>> Begin Records for this task
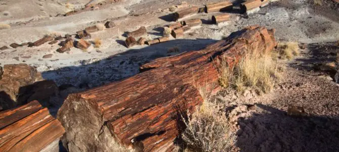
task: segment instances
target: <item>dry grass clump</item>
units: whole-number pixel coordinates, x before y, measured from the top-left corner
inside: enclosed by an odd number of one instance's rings
[[[99,30],[103,30],[106,29],[106,26],[105,26],[105,25],[102,23],[98,23],[96,25],[96,26],[97,26],[97,28]]]
[[[221,64],[219,84],[224,87],[231,86],[241,92],[246,87],[259,89],[265,93],[269,92],[278,80],[280,71],[284,68],[283,64],[277,60],[274,52],[249,53],[232,67],[226,62]]]
[[[189,149],[195,151],[229,151],[236,137],[224,112],[216,104],[204,102],[192,115],[184,120],[186,129],[182,134]]]
[[[296,42],[279,43],[277,48],[280,57],[283,59],[290,60],[300,54],[299,45]]]
[[[11,25],[6,24],[0,24],[0,30],[11,28]]]
[[[102,44],[102,42],[101,41],[101,40],[100,40],[100,39],[96,38],[95,39],[94,39],[93,44],[94,44],[94,48],[99,48],[100,47],[100,46],[101,46],[101,45]]]

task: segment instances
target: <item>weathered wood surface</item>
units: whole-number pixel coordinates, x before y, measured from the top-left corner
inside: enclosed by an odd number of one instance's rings
[[[175,20],[178,20],[181,18],[188,16],[191,15],[197,14],[199,12],[199,8],[192,7],[183,10],[178,11],[174,14]]]
[[[0,112],[0,122],[4,127],[0,129],[0,151],[38,151],[52,143],[57,145],[54,141],[65,132],[61,124],[36,101]]]
[[[147,30],[146,30],[146,27],[145,27],[145,26],[141,26],[140,28],[135,31],[128,32],[127,33],[127,36],[133,36],[137,38],[146,35],[146,34],[147,34]]]
[[[212,16],[212,22],[214,24],[218,24],[219,23],[227,21],[230,20],[231,15],[228,14],[223,14],[219,15],[216,15]]]
[[[210,4],[206,5],[206,13],[225,11],[231,8],[232,5],[232,3],[229,1]]]
[[[261,6],[261,0],[249,0],[240,4],[240,12],[243,13]]]
[[[117,142],[142,151],[172,151],[183,127],[179,111],[202,102],[198,87],[218,91],[221,61],[232,66],[246,53],[271,50],[274,32],[249,27],[202,50],[151,61],[130,78],[69,95],[58,113],[64,145],[105,151]]]

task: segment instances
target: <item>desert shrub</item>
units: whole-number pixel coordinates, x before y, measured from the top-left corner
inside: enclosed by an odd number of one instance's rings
>> End Records for this task
> **Aim**
Turn every line of the items above into a Markdown table with the columns "No." and "Text", numbering the rows and skipping blank lines. Omit the pictures from your table.

> **Reply**
| No. | Text |
|---|---|
| 1 | task: segment instances |
| 2 | target: <item>dry grass clump</item> |
| 3 | units: whole-number pixel coordinates, x before y, measured from the top-left corner |
| 4 | inside: enclosed by an odd number of one instance's rings |
| 5 | [[[99,30],[103,30],[106,29],[106,26],[105,26],[105,25],[102,23],[98,23],[96,25],[96,26],[97,26],[97,28]]] |
| 6 | [[[221,64],[219,84],[224,87],[231,86],[241,92],[246,87],[259,89],[265,93],[269,92],[278,80],[280,71],[284,68],[283,64],[277,60],[274,52],[249,53],[232,67],[226,62]]] |
| 7 | [[[189,149],[195,151],[229,151],[236,137],[224,112],[216,104],[204,102],[192,115],[184,120],[186,129],[182,134]]] |
| 8 | [[[296,42],[279,43],[277,48],[280,57],[283,59],[290,60],[300,54],[299,45]]] |
| 9 | [[[11,25],[6,24],[0,24],[0,30],[11,28]]] |
| 10 | [[[102,44],[102,42],[101,41],[101,40],[100,40],[100,39],[96,38],[95,39],[94,39],[93,44],[94,44],[94,48],[99,48],[100,47],[100,46],[101,46],[101,45]]] |
| 11 | task: segment instances |
| 12 | target: <item>weathered wood surface</item> |
| 13 | units: whole-number pixel coordinates, x before y, measured from the top-left corner |
| 14 | inside: enclosed by an odd number of one instance's rings |
| 15 | [[[175,20],[178,20],[181,18],[188,16],[191,15],[197,14],[199,12],[199,8],[192,7],[183,10],[178,11],[174,14]]] |
| 16 | [[[0,112],[0,122],[4,127],[0,129],[0,151],[38,151],[52,143],[57,145],[54,141],[65,132],[61,124],[36,101]]] |
| 17 | [[[147,30],[146,30],[146,27],[145,27],[145,26],[141,26],[140,28],[135,31],[128,32],[127,33],[127,36],[133,36],[137,38],[146,35],[146,34],[147,34]]] |
| 18 | [[[212,16],[212,22],[214,24],[218,24],[219,23],[227,21],[230,20],[231,15],[228,14],[223,14],[219,15],[216,15]]] |
| 19 | [[[210,4],[206,5],[206,13],[225,11],[231,8],[232,5],[232,3],[229,1]]] |
| 20 | [[[261,6],[261,0],[249,0],[240,4],[240,12],[243,13]]] |
| 21 | [[[117,142],[142,151],[172,151],[183,127],[179,111],[202,102],[198,87],[218,91],[221,61],[232,66],[246,53],[271,50],[274,32],[249,27],[202,50],[151,61],[130,78],[69,95],[58,113],[64,145],[105,151]]] |
| 22 | task: segment instances |
| 23 | target: <item>desert shrub</item> |
| 24 | units: whole-number pixel coordinates, x before y, measured from the top-left corner |
| 25 | inside: enclosed by an odd number of one instance's rings |